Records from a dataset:

══════════════════════════════

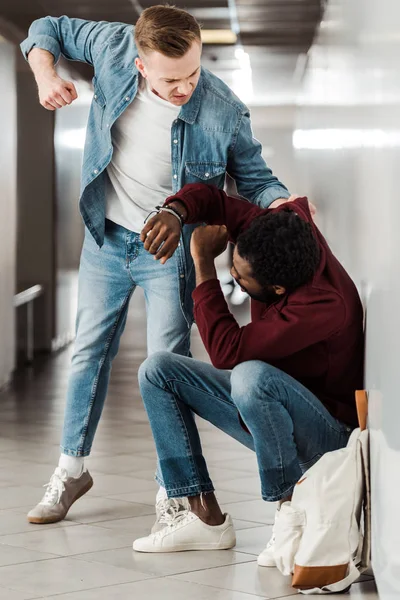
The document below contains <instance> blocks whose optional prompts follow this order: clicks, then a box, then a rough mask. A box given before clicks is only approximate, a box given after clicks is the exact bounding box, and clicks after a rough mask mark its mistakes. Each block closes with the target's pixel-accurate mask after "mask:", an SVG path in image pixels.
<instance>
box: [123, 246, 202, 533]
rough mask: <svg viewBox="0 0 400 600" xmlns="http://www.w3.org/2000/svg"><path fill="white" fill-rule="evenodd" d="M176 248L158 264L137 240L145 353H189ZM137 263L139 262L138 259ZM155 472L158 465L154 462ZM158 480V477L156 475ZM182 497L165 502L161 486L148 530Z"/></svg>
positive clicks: (158, 476) (175, 505)
mask: <svg viewBox="0 0 400 600" xmlns="http://www.w3.org/2000/svg"><path fill="white" fill-rule="evenodd" d="M178 252H179V251H176V252H175V254H174V255H173V256H172V257H171V258H170V259H169V260H168V261H167V262H166V263H165V265H162V264H161V263H160V261H156V260H154V256H153V255H152V254H150V253H149V252H146V250H145V249H144V248H143V245H142V244H140V247H139V258H140V267H139V268H138V269H136V272H135V280H136V281H137V283H138V285H139V286H140V287H142V288H143V290H144V294H145V300H146V313H147V354H148V355H151V354H154V353H155V352H159V351H165V350H166V351H168V352H174V353H175V354H181V355H183V356H188V355H189V354H190V331H191V325H192V321H193V316H192V310H191V306H189V307H188V306H185V300H184V297H185V293H184V291H185V286H186V285H187V281H186V280H185V278H184V277H182V275H183V270H180V269H179V264H180V262H179V258H178ZM138 265H139V263H138ZM157 472H158V475H159V467H158V466H157ZM158 480H161V478H160V476H158ZM187 508H188V503H187V500H186V498H182V499H180V500H179V501H176V502H173V503H171V502H169V501H168V498H167V494H166V493H165V490H164V488H163V487H162V486H161V487H160V489H159V491H158V493H157V497H156V520H155V523H154V525H153V529H152V531H153V532H154V531H157V530H159V529H162V528H163V527H164V526H165V517H166V516H167V518H168V515H169V513H170V512H171V510H174V511H175V512H176V511H177V512H179V511H182V510H186V509H187Z"/></svg>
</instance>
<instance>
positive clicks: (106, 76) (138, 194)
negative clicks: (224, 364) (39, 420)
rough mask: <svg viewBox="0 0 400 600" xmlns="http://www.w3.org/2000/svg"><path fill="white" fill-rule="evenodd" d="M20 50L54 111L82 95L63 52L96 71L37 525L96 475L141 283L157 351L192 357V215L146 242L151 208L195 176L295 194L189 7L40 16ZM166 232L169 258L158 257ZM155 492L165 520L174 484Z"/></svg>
mask: <svg viewBox="0 0 400 600" xmlns="http://www.w3.org/2000/svg"><path fill="white" fill-rule="evenodd" d="M22 51H23V53H24V55H25V57H26V58H27V60H28V61H29V64H30V66H31V68H32V71H33V73H34V75H35V79H36V82H37V85H38V90H39V99H40V103H41V104H42V106H44V107H45V108H47V109H48V110H55V109H58V108H62V107H63V106H65V105H67V104H71V103H72V102H73V101H74V100H75V99H76V98H77V93H76V90H75V87H74V85H73V83H71V82H68V81H65V80H63V79H61V78H60V77H59V76H58V75H57V72H56V70H55V64H56V63H57V61H58V60H59V58H60V56H61V55H62V56H64V57H65V58H67V59H69V60H77V61H83V62H86V63H88V64H90V65H92V66H93V67H94V74H95V76H94V78H93V86H94V96H93V102H92V105H91V109H90V114H89V122H88V127H87V137H86V145H85V153H84V159H83V170H82V186H81V197H80V211H81V214H82V217H83V220H84V222H85V226H86V228H85V241H84V245H83V250H82V256H81V263H80V271H79V297H78V316H77V331H76V342H75V350H74V355H73V358H72V364H71V372H70V379H69V386H68V394H67V404H66V413H65V423H64V431H63V438H62V443H61V452H62V454H61V457H60V461H59V465H58V467H57V468H56V470H55V472H54V474H53V475H52V477H51V480H50V482H49V484H48V485H47V489H46V493H45V495H44V497H43V499H42V500H41V502H40V503H39V504H38V505H37V506H36V507H35V508H34V509H33V510H32V511H31V512H30V513H29V515H28V520H29V521H30V522H32V523H52V522H56V521H59V520H62V519H63V518H64V517H65V516H66V514H67V512H68V510H69V508H70V506H71V505H72V504H73V502H75V501H76V500H77V499H78V498H79V497H81V496H82V495H83V494H85V493H86V492H87V491H88V490H89V489H90V488H91V486H92V484H93V482H92V478H91V476H90V474H89V473H88V471H87V470H85V468H84V457H85V456H88V455H89V454H90V450H91V446H92V442H93V438H94V435H95V432H96V429H97V425H98V422H99V419H100V416H101V413H102V409H103V406H104V401H105V397H106V394H107V387H108V381H109V377H110V372H111V364H112V360H113V358H114V357H115V356H116V354H117V351H118V346H119V341H120V338H121V335H122V332H123V330H124V326H125V322H126V315H127V310H128V304H129V300H130V297H131V295H132V293H133V291H134V290H135V288H136V286H140V287H142V288H143V290H144V293H145V298H146V310H147V323H148V325H147V337H148V353H149V354H152V353H154V352H156V351H160V350H164V351H170V352H175V353H177V354H181V355H183V356H187V355H188V354H189V347H190V328H191V325H192V320H193V317H192V302H191V292H192V290H193V289H194V285H195V284H194V269H193V262H192V260H191V257H190V248H189V244H190V236H191V232H192V231H193V228H194V227H195V225H193V226H188V225H187V226H185V227H184V228H183V230H182V231H181V229H182V223H181V220H180V217H179V215H177V214H173V213H171V212H166V211H163V212H161V213H160V214H159V215H158V216H157V219H156V220H155V221H153V222H154V230H153V235H152V237H151V247H150V245H149V244H148V243H147V244H145V243H144V242H145V241H146V240H143V239H141V238H140V232H141V230H142V228H143V222H144V220H145V218H146V216H147V215H148V213H149V212H151V211H153V210H154V208H155V207H156V206H157V205H161V204H163V202H164V200H165V198H166V197H167V196H169V195H170V194H171V193H177V192H178V191H179V190H180V189H181V188H182V186H183V185H185V184H186V183H196V182H204V183H209V184H213V185H216V186H217V187H219V188H222V187H223V185H224V180H225V173H229V174H230V175H231V176H232V177H233V178H234V179H235V181H236V185H237V188H238V190H239V193H240V194H241V195H243V196H245V197H246V198H248V199H249V200H250V201H251V202H253V203H255V204H258V205H259V206H262V207H267V206H269V205H271V203H273V202H275V201H276V200H278V199H285V198H288V196H289V193H288V191H287V189H286V188H285V187H284V186H283V185H282V184H281V183H280V182H279V181H278V180H277V178H276V177H274V176H273V175H272V172H271V170H270V169H269V168H268V167H267V165H266V164H265V162H264V160H263V158H262V156H261V145H260V144H259V142H258V141H257V140H255V139H254V138H253V137H252V131H251V124H250V118H249V111H248V109H247V108H246V106H244V105H243V104H242V102H240V100H239V99H238V98H237V97H236V96H235V95H234V94H233V92H232V91H231V90H230V89H229V88H228V87H227V86H226V85H225V84H224V83H223V82H222V81H221V80H220V79H218V78H217V77H216V76H214V75H213V74H211V73H210V72H208V71H207V70H205V69H203V68H202V67H201V64H200V59H201V36H200V27H199V24H198V23H197V21H196V20H195V19H194V18H193V17H192V16H191V15H190V14H188V13H187V12H185V11H183V10H179V9H176V8H173V7H169V6H153V7H151V8H149V9H147V10H145V11H144V12H143V13H142V15H141V16H140V18H139V20H138V22H137V24H136V27H135V28H134V27H133V26H132V25H127V24H123V23H107V22H104V21H102V22H91V21H83V20H80V19H70V18H68V17H65V16H64V17H60V18H54V17H46V18H43V19H39V20H37V21H35V22H34V23H33V24H32V26H31V28H30V31H29V37H28V38H27V39H26V40H25V41H24V42H23V43H22ZM155 232H156V233H157V236H154V233H155ZM163 240H166V242H165V244H164V245H163V253H162V256H160V255H158V256H157V255H156V258H158V260H154V257H153V256H152V254H154V253H155V252H156V251H157V244H158V246H159V245H160V243H161V241H163ZM179 240H180V243H179V246H178V247H177V245H178V242H179ZM176 247H177V250H176V251H175V252H174V250H175V248H176ZM147 250H150V252H147ZM168 259H169V260H168ZM158 500H159V502H158V507H157V519H158V521H160V522H161V521H162V517H163V514H164V511H165V510H166V509H167V508H168V500H167V499H166V494H163V493H162V494H161V495H159V497H158ZM176 505H177V503H176V502H175V503H173V505H172V507H174V509H175V507H176ZM170 509H171V507H170Z"/></svg>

══════════════════════════════

:: Task description ::
Filter the entries and copy each line with "instance".

:: Answer for the task ::
The document below contains <instance> blocks whose optional prompts follow this order: clicks, then a box, then a rough mask. A box given before clicks is only approximate, a box given after clicks is the exact bounding box, and clicks after a rough mask mark its mistakes. Each block closes with the target's pixel-accurate mask after "mask:", an SVG path in image pixels.
<instance>
</instance>
<instance>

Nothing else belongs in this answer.